--- start DATA SHOWN ---

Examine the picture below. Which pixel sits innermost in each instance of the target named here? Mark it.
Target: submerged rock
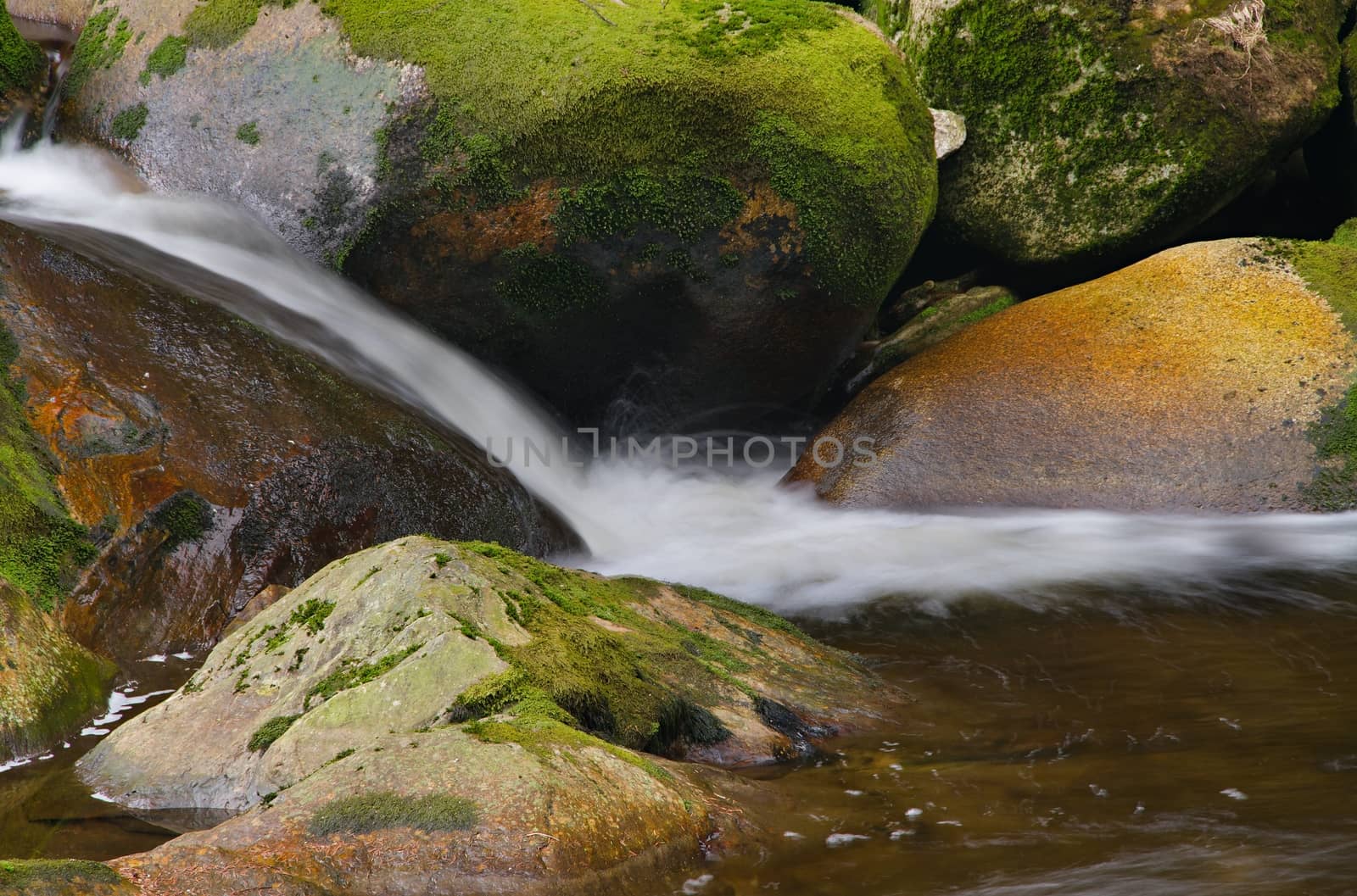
(1209, 377)
(1103, 129)
(701, 203)
(215, 461)
(425, 713)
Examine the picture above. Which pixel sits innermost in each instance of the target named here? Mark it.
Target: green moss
(352, 674)
(126, 125)
(219, 23)
(544, 735)
(370, 812)
(266, 733)
(751, 27)
(98, 47)
(644, 687)
(546, 282)
(20, 61)
(167, 58)
(685, 203)
(312, 615)
(183, 518)
(1092, 129)
(18, 873)
(1330, 270)
(726, 94)
(992, 308)
(40, 545)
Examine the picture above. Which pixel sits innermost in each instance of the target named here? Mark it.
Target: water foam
(739, 534)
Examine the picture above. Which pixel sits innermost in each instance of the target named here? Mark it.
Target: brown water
(1071, 750)
(45, 812)
(1159, 750)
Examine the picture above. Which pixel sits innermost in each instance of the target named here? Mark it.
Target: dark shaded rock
(219, 459)
(649, 203)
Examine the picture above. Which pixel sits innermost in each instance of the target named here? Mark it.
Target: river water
(1108, 704)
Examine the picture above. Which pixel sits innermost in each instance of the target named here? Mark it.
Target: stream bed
(1112, 751)
(1120, 746)
(47, 812)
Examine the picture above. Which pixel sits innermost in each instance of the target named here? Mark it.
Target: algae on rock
(1097, 129)
(573, 197)
(479, 697)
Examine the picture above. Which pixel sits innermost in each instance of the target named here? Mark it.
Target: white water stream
(739, 534)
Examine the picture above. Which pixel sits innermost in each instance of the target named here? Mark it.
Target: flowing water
(1109, 704)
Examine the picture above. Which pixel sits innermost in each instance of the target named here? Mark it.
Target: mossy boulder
(47, 683)
(208, 459)
(60, 877)
(716, 194)
(1099, 129)
(427, 712)
(1209, 377)
(22, 65)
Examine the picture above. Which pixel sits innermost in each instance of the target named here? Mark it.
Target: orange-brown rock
(1209, 377)
(215, 459)
(429, 717)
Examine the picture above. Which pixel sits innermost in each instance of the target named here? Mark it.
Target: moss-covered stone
(1101, 129)
(424, 635)
(20, 61)
(60, 877)
(47, 683)
(461, 701)
(573, 192)
(1330, 270)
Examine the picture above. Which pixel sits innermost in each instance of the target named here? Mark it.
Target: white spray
(737, 534)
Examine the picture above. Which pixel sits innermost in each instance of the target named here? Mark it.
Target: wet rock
(22, 68)
(1099, 129)
(947, 312)
(58, 877)
(949, 131)
(215, 461)
(65, 13)
(1211, 377)
(257, 604)
(47, 683)
(429, 712)
(644, 201)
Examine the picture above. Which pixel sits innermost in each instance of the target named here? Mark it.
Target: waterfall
(736, 533)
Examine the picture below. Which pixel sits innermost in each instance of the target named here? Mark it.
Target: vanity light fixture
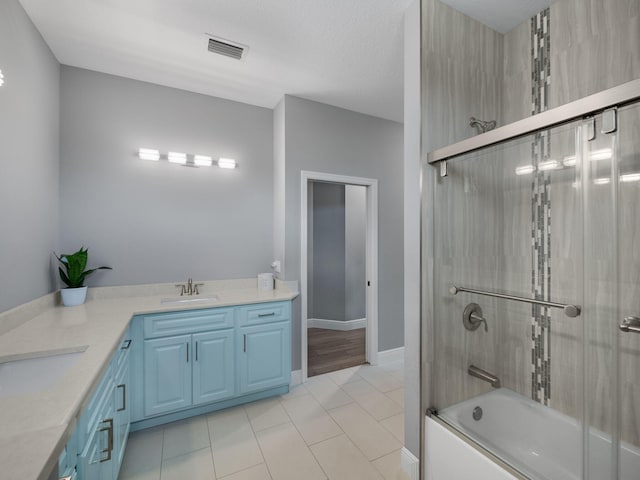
(202, 161)
(226, 163)
(525, 169)
(177, 157)
(186, 159)
(148, 154)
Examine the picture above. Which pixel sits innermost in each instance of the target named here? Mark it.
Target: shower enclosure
(531, 289)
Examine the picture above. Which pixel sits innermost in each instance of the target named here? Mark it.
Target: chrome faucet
(189, 288)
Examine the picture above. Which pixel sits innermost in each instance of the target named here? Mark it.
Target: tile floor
(344, 425)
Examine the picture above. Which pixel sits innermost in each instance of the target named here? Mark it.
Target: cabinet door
(123, 408)
(97, 458)
(167, 379)
(213, 366)
(264, 356)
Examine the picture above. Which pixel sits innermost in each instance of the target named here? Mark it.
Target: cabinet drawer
(176, 323)
(264, 313)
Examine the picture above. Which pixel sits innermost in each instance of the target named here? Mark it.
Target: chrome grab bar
(630, 324)
(484, 375)
(569, 310)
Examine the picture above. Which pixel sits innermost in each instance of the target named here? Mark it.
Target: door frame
(371, 184)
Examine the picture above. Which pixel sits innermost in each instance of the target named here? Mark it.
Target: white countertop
(35, 427)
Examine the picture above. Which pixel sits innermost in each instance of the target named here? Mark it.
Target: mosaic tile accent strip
(540, 213)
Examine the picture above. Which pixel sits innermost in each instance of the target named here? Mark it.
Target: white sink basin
(188, 300)
(31, 375)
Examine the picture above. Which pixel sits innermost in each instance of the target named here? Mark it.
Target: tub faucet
(488, 377)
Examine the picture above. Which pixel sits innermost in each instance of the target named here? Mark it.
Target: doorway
(338, 272)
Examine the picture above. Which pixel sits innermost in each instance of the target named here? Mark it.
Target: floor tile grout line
(354, 442)
(213, 460)
(247, 468)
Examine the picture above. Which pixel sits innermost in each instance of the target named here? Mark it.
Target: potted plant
(73, 276)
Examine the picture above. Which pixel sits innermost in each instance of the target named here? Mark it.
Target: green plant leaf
(64, 277)
(75, 265)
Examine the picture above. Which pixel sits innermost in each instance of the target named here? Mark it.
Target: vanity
(142, 363)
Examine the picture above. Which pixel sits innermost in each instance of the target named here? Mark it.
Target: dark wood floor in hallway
(331, 350)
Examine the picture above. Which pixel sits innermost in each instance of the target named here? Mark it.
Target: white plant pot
(73, 296)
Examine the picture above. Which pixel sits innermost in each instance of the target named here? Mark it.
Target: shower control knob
(630, 324)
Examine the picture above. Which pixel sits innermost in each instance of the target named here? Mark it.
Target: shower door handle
(630, 324)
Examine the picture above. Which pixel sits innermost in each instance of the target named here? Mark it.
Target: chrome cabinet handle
(109, 448)
(630, 324)
(124, 397)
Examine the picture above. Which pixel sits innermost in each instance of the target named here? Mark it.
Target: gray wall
(321, 138)
(355, 251)
(413, 416)
(328, 246)
(29, 125)
(154, 221)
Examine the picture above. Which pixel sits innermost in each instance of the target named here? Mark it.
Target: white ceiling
(346, 53)
(501, 15)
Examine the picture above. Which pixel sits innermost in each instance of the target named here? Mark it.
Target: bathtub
(536, 440)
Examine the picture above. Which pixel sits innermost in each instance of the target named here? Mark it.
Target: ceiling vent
(227, 48)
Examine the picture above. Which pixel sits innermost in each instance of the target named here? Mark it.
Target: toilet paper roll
(265, 281)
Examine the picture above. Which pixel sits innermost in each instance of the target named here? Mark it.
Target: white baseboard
(296, 378)
(343, 325)
(409, 464)
(391, 356)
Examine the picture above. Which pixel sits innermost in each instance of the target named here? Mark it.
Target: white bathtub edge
(409, 464)
(449, 458)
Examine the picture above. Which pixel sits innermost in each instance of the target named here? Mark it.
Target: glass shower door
(507, 372)
(628, 342)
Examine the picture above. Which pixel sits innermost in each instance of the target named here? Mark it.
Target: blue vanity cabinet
(96, 447)
(213, 366)
(122, 403)
(167, 374)
(191, 362)
(96, 460)
(264, 346)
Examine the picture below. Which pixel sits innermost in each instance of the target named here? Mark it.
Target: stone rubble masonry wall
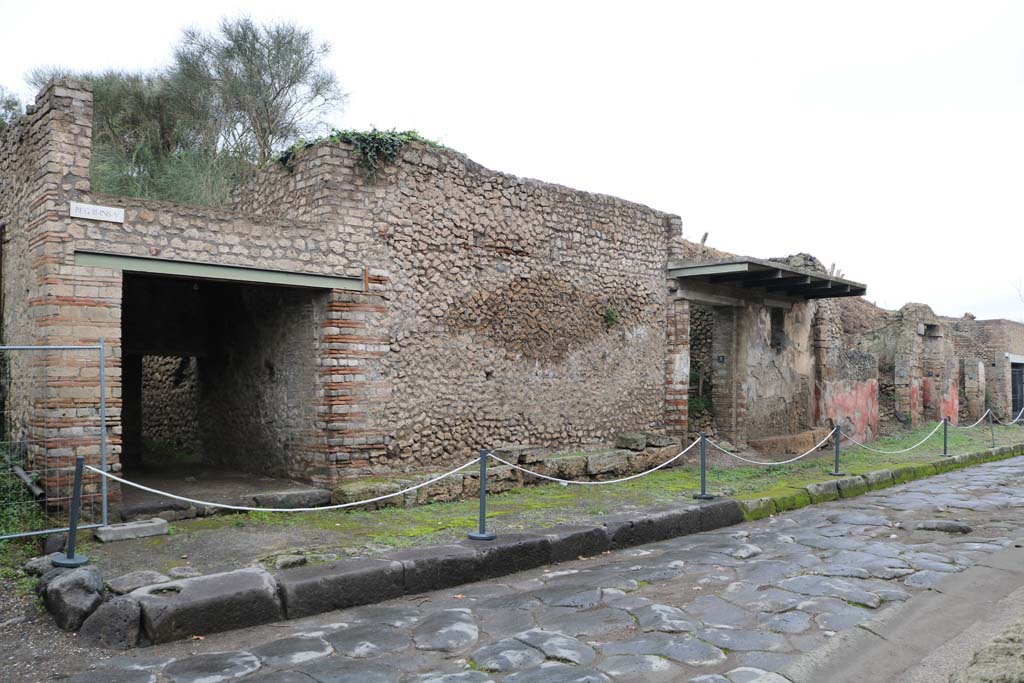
(44, 159)
(496, 309)
(987, 342)
(778, 381)
(492, 326)
(677, 368)
(170, 404)
(701, 363)
(915, 354)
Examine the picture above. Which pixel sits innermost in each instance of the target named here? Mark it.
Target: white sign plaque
(95, 212)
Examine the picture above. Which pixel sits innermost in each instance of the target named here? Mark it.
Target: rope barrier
(980, 420)
(565, 482)
(243, 508)
(781, 462)
(1014, 421)
(893, 453)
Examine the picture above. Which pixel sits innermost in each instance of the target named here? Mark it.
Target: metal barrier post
(482, 534)
(704, 495)
(102, 427)
(839, 438)
(70, 559)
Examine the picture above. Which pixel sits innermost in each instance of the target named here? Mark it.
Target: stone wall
(170, 409)
(778, 384)
(701, 369)
(988, 342)
(513, 310)
(44, 159)
(919, 371)
(494, 309)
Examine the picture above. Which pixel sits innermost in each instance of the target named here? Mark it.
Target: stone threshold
(175, 609)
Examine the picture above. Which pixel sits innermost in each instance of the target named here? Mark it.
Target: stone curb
(851, 486)
(211, 603)
(220, 602)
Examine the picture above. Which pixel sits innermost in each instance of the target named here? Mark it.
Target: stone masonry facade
(493, 309)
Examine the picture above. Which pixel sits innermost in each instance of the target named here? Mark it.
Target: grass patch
(363, 531)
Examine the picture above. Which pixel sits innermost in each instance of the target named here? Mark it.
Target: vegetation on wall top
(375, 147)
(190, 132)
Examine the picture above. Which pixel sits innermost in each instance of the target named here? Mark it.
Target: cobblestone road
(718, 607)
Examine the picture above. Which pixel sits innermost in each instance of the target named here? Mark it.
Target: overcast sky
(887, 137)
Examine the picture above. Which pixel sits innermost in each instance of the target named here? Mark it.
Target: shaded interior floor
(198, 481)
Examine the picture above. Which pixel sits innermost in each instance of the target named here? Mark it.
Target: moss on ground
(358, 531)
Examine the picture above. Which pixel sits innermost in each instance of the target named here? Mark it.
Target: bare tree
(255, 88)
(10, 107)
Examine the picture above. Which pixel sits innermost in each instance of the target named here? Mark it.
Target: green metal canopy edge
(160, 266)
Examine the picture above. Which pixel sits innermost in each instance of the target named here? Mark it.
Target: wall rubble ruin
(494, 309)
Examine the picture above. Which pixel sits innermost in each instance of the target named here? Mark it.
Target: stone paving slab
(733, 604)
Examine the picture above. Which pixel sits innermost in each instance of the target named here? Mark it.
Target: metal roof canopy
(161, 266)
(770, 276)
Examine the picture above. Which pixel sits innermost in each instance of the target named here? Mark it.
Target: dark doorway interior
(1017, 385)
(218, 374)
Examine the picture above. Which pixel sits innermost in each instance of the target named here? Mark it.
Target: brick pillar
(354, 345)
(729, 406)
(677, 375)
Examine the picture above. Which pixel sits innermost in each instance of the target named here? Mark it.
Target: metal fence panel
(52, 410)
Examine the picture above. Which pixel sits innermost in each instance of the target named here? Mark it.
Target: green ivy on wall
(375, 147)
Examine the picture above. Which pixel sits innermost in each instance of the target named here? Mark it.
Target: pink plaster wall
(854, 404)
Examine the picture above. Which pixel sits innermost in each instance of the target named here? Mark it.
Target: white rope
(781, 462)
(1014, 421)
(980, 420)
(595, 483)
(243, 508)
(893, 453)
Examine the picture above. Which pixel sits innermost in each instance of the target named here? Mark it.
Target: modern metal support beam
(159, 266)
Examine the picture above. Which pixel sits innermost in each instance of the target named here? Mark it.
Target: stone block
(649, 526)
(852, 486)
(116, 625)
(208, 604)
(135, 529)
(321, 588)
(717, 514)
(435, 567)
(912, 472)
(510, 553)
(54, 543)
(449, 488)
(660, 441)
(73, 595)
(569, 543)
(520, 454)
(37, 566)
(354, 491)
(565, 467)
(797, 499)
(631, 441)
(306, 498)
(758, 508)
(879, 479)
(822, 492)
(134, 581)
(608, 464)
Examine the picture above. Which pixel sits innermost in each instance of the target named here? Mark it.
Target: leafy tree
(189, 132)
(256, 88)
(10, 107)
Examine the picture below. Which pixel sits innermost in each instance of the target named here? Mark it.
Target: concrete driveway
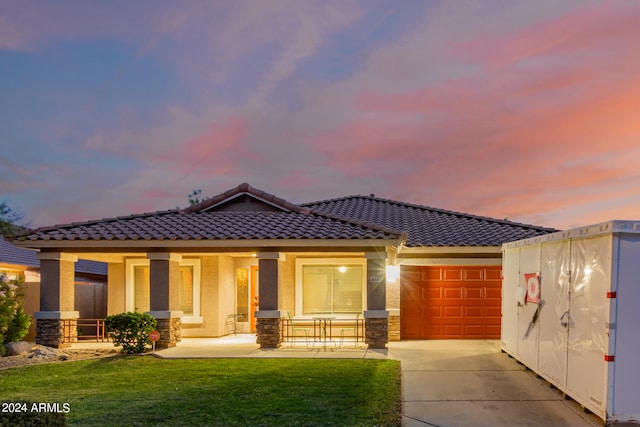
(448, 383)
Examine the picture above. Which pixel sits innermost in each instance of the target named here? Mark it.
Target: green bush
(31, 414)
(131, 330)
(14, 323)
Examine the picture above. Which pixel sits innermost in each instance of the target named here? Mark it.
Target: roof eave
(451, 249)
(213, 244)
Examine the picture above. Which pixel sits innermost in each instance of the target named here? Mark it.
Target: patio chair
(350, 331)
(231, 324)
(295, 329)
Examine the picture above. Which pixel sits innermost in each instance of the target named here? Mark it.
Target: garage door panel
(473, 312)
(451, 274)
(493, 312)
(429, 274)
(452, 293)
(454, 311)
(473, 274)
(432, 312)
(452, 302)
(429, 294)
(474, 293)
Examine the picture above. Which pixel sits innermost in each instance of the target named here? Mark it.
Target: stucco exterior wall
(116, 288)
(226, 292)
(393, 294)
(287, 291)
(208, 295)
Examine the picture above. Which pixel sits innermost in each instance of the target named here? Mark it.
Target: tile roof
(184, 225)
(11, 254)
(427, 226)
(346, 218)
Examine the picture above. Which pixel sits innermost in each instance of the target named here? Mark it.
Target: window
(331, 286)
(138, 288)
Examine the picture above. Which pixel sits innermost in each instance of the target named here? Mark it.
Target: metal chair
(231, 324)
(295, 329)
(351, 330)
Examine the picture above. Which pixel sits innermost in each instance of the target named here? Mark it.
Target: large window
(329, 287)
(138, 288)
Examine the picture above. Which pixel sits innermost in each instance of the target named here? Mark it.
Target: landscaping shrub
(31, 414)
(14, 323)
(131, 330)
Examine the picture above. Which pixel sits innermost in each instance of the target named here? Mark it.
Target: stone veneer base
(376, 332)
(268, 332)
(57, 333)
(170, 332)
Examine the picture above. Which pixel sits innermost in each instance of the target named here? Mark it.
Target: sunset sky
(527, 110)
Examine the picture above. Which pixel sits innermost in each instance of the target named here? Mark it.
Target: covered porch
(213, 294)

--- end DATA SHOWN ---

▶ EXERCISE AIM
Put the stretch of entries above, from the start through the line that contains "(1109, 704)", into a Markdown table with the columns Row and Line, giving each line its own numbered row. Leave out blank lines and the pictures.

▶ CORRECT OUTPUT
| Row | Line |
|---|---|
| 1 | Examine the picture below. Which pixel sits innermost in each instance of the target named here? Mark it. |
| 2 | Target: submerged rock |
| 3 | (1209, 377) |
| 4 | (1103, 129) |
| 5 | (701, 203) |
| 6 | (215, 461) |
| 7 | (425, 713) |
| 8 | Examine the picture above. Which pixel sits innermost in each instance of the target named here? Mark it. |
| 9 | Target: green moss |
| 10 | (352, 674) |
| 11 | (126, 125) |
| 12 | (219, 23) |
| 13 | (544, 735) |
| 14 | (370, 812) |
| 15 | (266, 733) |
| 16 | (751, 27) |
| 17 | (98, 47) |
| 18 | (644, 687) |
| 19 | (546, 282) |
| 20 | (20, 61) |
| 21 | (167, 58) |
| 22 | (685, 203) |
| 23 | (312, 615) |
| 24 | (183, 518) |
| 25 | (1092, 129) |
| 26 | (18, 873) |
| 27 | (1330, 270) |
| 28 | (726, 94) |
| 29 | (992, 308) |
| 30 | (40, 545) |
| 31 | Examine the picture above. Which pixel sits innermost in each instance of the target named here? Mark it. |
| 32 | Target: water foam |
| 33 | (739, 534) |
| 34 | Examine the picture above. Which pixel sits innermost in each instance of the target named here? Mark it. |
| 35 | Target: brown water |
| 36 | (1071, 750) |
| 37 | (45, 812) |
| 38 | (1159, 750) |
| 39 | Examine the picture above. Which pixel sits innermost in each instance of the target named here? Mark it. |
| 40 | Target: dark shaded rock |
| 41 | (219, 459) |
| 42 | (649, 203) |
| 43 | Examine the picture above. Which pixel sits innermost in each instance of the target named here? Mark it. |
| 44 | Target: river water |
| 45 | (1108, 704) |
| 46 | Examine the picture above. Which pixel sits innermost in each instance of the target named here? Mark it. |
| 47 | Target: stream bed |
| 48 | (1112, 751) |
| 49 | (1120, 746) |
| 50 | (47, 812) |
| 51 | Examine the picture above. Which pixel sits innermost in each instance of the target named here? Mark it. |
| 52 | Target: algae on rock |
| 53 | (1097, 129) |
| 54 | (573, 197) |
| 55 | (479, 697) |
| 56 | Examine the picture above. Which pixel sits innermost in each instance of the target named here? Mark it. |
| 57 | Target: white water stream |
| 58 | (739, 534) |
| 59 | Examine the picture above. Which pixel sits innermost in each instance of the target named here? Mark it. |
| 60 | Target: flowing water |
| 61 | (1109, 704) |